(RECORDS TO PROCESS)
※ ※ ※

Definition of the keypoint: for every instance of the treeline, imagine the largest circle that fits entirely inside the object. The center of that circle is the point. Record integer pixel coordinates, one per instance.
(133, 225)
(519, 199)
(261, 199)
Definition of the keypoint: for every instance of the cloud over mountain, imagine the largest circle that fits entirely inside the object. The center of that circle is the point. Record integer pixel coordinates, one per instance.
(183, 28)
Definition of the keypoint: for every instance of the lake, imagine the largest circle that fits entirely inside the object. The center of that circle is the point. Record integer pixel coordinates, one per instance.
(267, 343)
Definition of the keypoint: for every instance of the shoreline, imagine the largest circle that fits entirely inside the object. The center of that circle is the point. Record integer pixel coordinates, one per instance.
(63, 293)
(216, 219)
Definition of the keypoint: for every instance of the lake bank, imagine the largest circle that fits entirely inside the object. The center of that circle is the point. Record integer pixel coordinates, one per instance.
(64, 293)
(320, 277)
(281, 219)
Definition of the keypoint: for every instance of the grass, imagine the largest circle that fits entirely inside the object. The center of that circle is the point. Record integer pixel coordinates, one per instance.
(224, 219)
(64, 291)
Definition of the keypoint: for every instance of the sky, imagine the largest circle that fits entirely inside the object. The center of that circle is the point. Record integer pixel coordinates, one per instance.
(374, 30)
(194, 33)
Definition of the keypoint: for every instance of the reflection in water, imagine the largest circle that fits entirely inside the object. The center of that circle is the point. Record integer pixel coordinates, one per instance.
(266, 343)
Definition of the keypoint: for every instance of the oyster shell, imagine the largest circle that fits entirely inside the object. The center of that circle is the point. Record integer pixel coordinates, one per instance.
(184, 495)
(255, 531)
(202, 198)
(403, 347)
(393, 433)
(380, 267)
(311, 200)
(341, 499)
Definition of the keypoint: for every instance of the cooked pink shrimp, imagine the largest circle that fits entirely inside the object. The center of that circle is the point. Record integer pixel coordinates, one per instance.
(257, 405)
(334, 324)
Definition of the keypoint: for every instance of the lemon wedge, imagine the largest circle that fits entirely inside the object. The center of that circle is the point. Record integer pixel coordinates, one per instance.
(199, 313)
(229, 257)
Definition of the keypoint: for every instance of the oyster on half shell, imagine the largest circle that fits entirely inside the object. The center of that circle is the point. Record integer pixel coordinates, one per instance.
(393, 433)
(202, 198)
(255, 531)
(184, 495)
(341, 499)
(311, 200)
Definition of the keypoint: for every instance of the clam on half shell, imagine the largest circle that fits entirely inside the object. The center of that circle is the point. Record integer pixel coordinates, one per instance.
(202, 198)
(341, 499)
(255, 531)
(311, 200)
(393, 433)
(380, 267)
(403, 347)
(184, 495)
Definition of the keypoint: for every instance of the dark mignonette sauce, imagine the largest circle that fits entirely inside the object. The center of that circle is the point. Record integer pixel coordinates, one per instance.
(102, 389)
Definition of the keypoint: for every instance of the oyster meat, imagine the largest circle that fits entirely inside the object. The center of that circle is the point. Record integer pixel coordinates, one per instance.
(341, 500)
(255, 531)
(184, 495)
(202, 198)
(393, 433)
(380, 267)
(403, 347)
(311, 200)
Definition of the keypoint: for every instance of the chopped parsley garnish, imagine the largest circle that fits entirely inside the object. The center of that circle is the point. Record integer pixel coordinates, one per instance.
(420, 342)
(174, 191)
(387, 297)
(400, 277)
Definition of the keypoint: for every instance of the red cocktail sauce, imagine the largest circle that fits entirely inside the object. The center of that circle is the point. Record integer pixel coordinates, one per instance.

※ ※ ※

(OBJECTIVE)
Reproduce the data in full, exactly as presented.

(EXPECTED ANSWER)
Definition of the keypoint: for every instance of the treeline, imagine the largest circle that fits entirely inside the object. The center of that circle is the point. Record integer pixel coordinates, one per instance.
(133, 225)
(519, 199)
(261, 199)
Definition of the keypoint: for every instance of the cloud over mountain, imagine the largest circle that fits entirely inside the object. The center of that circle is the point. Record integer pixel coordinates, one per instance.
(183, 28)
Definition of the keypoint: for every instance of the lake, imagine the largest circle that fits entirely inside the object. The center of that circle is the point. Record integer pixel coordinates, one per instance.
(267, 343)
Definition of the keypoint: for every instance of the shoreline, imagine the largest circle that fits entirely inside the object. The center of that circle is the point. Record integer pixel coordinates, one per instance.
(63, 293)
(216, 219)
Definition of the keypoint: for every instance of the lake bank, imagine the largest circle that fits entirely inside the object. The center of that circle is the point. Record integer pixel coordinates, one per instance.
(64, 293)
(320, 277)
(281, 219)
Definition of the keypoint: for every instance of the grass, imagine the largest circle that fits entirely inside the object. The center of that circle is the point. Record integer pixel coordinates, one per instance.
(224, 219)
(64, 291)
Definition of the keypoint: for every instance of the sky, imagine the largest circle that fits entirely inside the object. The center of that circle is the point. Record integer pixel coordinates, one per instance.
(374, 30)
(194, 33)
Definition of the keypoint: for every instance of the reflection in water, imagine the largest circle that fits entirely inside the object. The center of that circle is the point. Record integer pixel coordinates, one per instance.
(266, 343)
Definition of the keypoint: for every instance of the oyster shell, imagine the largest circle that fits entirely inside the object. The center of that circle is the point. Record integer pixel coordinates, one per instance.
(184, 495)
(255, 531)
(202, 198)
(403, 347)
(393, 433)
(380, 267)
(311, 200)
(341, 499)
Definition of the keypoint: for every instance of the cooked pink shrimp, imagine the largest circle that fits entirely inside the object. The center of that circle is the point. Record integer pixel coordinates, one per instance.
(257, 405)
(334, 324)
Definition of the keypoint: for every instance of the lemon wedge, imagine the largest circle that fits entirely inside the object. The center of that circle is the point. Record integer pixel coordinates, one per instance.
(199, 313)
(229, 257)
Definition of the keypoint: for every instance of the oyster on half shell, imagine the largest circle that fits entirely inside the object. The center of that circle is the point. Record integer pixel coordinates, one per instance.
(393, 433)
(202, 198)
(255, 531)
(184, 495)
(341, 499)
(311, 200)
Definition of the keypoint: for every instance of the clam on half shell, imagine the largest circle that fits entirely inside the object. The center of that circle is the point. Record integer pixel coordinates, one per instance.
(202, 198)
(341, 499)
(255, 531)
(311, 200)
(393, 433)
(380, 267)
(403, 347)
(184, 495)
Definition of the keypoint: for every instance of the dark mignonette sauce, imagine the largest circle that fits entirely inside the object. The center of that circle is the point. Record integer pixel coordinates, one per instance.
(102, 389)
Definition of the keypoint: for every instance of the oyster meat, imagine the largest circle that fits entirely inside the object. The center of that circle is the point. Record integer pixel coordinates, one per instance.
(341, 500)
(255, 531)
(184, 495)
(202, 198)
(393, 433)
(380, 267)
(403, 347)
(311, 200)
Definition of the keypoint: for every instance of the chopped parsley garnish, imagine the largest circle that fits entirely inside the object. The center of that circle is the point. Record integer pixel coordinates, one per instance.
(420, 342)
(174, 191)
(387, 297)
(400, 277)
Definition of the keypoint: for every instance of the red cocktail sauce, imagine the largest circle that fits entirely inside the object. The center of that circle is the point. Record integer pixel coordinates, one per instance.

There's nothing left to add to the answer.